### What to do
Keep images out and repeat all data exactly.

-------- Exercise data

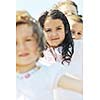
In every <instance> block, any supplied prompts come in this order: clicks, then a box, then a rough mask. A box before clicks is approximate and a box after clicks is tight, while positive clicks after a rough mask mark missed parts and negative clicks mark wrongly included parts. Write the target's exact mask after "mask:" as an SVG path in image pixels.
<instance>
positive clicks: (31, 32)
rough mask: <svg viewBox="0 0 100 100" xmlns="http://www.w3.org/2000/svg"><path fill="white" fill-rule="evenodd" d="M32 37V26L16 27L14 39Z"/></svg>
mask: <svg viewBox="0 0 100 100" xmlns="http://www.w3.org/2000/svg"><path fill="white" fill-rule="evenodd" d="M32 35H33V30H32V26H29V25H27V24H21V25H18V26H17V27H16V37H26V36H32Z"/></svg>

----------------

### Reply
In every <instance> block, any supplied prompts come in this order: clicks, then a box, then a rough mask. A box before clicks is approximate and a box after clicks is tight, while positive clicks after a rough mask mark missed parts and negative clicks mark wrongly included parts. Write the target's exact mask after "mask:" as an SVG path in image pixels.
<instance>
positive clicks: (31, 32)
rough mask: <svg viewBox="0 0 100 100" xmlns="http://www.w3.org/2000/svg"><path fill="white" fill-rule="evenodd" d="M32 37V26L16 27L14 39Z"/></svg>
mask: <svg viewBox="0 0 100 100" xmlns="http://www.w3.org/2000/svg"><path fill="white" fill-rule="evenodd" d="M32 35H33V30H32V26H29V25H27V24H21V25H18V26H17V27H16V37H26V36H32Z"/></svg>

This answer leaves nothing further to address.